Requirement
Once the line with "Objective — one point per instance of the wispy" is found in the entries below, repeat that line and every one after it exactly, ending at the last.

Data provided
····················

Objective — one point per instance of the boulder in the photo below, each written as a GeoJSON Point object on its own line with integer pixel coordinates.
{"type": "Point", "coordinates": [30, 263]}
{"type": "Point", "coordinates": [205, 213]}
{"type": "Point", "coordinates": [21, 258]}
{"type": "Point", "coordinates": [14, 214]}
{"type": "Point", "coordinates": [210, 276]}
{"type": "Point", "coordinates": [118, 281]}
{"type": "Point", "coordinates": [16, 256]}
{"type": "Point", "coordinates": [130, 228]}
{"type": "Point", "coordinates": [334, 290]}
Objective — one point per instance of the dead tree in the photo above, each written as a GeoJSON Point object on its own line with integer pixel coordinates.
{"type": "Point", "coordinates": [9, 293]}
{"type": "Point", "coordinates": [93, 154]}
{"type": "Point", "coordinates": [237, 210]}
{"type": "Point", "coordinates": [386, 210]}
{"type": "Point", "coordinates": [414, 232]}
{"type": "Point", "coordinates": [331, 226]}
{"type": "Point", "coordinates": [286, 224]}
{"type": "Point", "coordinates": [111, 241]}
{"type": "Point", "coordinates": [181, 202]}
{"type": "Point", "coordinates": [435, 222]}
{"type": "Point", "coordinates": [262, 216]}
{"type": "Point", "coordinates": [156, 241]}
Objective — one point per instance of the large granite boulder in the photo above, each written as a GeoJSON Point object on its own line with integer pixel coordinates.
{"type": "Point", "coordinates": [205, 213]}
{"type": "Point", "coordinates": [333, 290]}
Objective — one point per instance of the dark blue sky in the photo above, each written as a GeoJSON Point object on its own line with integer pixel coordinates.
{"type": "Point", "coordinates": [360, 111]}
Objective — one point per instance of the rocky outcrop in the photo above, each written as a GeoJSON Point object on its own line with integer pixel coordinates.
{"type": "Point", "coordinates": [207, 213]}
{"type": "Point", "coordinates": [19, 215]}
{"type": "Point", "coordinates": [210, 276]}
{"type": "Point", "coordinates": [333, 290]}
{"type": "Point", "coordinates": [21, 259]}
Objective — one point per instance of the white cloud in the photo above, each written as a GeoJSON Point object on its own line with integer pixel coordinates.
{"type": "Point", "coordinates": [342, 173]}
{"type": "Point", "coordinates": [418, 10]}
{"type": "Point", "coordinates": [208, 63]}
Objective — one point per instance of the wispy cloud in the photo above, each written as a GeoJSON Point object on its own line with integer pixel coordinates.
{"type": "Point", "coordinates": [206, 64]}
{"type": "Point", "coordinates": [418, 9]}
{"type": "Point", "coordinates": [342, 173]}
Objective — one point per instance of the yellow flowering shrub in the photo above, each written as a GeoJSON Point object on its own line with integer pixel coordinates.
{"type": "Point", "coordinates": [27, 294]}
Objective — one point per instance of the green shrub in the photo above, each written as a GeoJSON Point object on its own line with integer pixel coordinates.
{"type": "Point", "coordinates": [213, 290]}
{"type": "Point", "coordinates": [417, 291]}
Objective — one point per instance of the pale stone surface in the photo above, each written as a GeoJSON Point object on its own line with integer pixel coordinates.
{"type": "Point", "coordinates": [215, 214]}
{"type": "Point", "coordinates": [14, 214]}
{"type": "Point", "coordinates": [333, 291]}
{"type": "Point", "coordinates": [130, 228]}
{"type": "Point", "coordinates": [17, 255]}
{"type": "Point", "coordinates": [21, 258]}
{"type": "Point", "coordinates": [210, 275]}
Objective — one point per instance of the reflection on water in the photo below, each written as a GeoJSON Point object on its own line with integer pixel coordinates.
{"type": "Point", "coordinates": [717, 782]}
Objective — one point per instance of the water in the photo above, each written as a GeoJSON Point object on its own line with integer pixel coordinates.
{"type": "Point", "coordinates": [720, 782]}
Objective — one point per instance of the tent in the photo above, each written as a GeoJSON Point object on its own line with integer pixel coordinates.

····················

Exercise output
Objective — one point per instance of the wispy cloud in the photo above, each written as a GeoJSON Point object on its own line with integer pixel coordinates.
{"type": "Point", "coordinates": [206, 64]}
{"type": "Point", "coordinates": [418, 9]}
{"type": "Point", "coordinates": [342, 173]}
Objective — one point per instance of the yellow flowering shrub in the photo above, each written as a GeoJSON Point object on its own line with integer pixel coordinates.
{"type": "Point", "coordinates": [27, 294]}
Objective — one point per instance of the green shrub in the photo above, each written as a GeoJSON Point object on its own line with integer pixel coordinates.
{"type": "Point", "coordinates": [213, 290]}
{"type": "Point", "coordinates": [417, 291]}
Objective — one point per instance of the pale stone surface in the photo above, each written as a GeoJSON Point object on its own line with integer pixel coordinates.
{"type": "Point", "coordinates": [215, 214]}
{"type": "Point", "coordinates": [14, 214]}
{"type": "Point", "coordinates": [333, 291]}
{"type": "Point", "coordinates": [130, 228]}
{"type": "Point", "coordinates": [17, 255]}
{"type": "Point", "coordinates": [21, 258]}
{"type": "Point", "coordinates": [210, 275]}
Objective — one point per instance of the reflection on water in the photo below, each written as a GeoJSON Point object on its own line with integer pixel coordinates.
{"type": "Point", "coordinates": [717, 782]}
Objective — one point per instance of the water in the photo above, each written as a GeoJSON Point object on its own line with integer pixel coordinates.
{"type": "Point", "coordinates": [720, 782]}
Objective — one point per instance of the tent in the photo above, each written as a GeoJSON Point object on its own line with integer pixel coordinates.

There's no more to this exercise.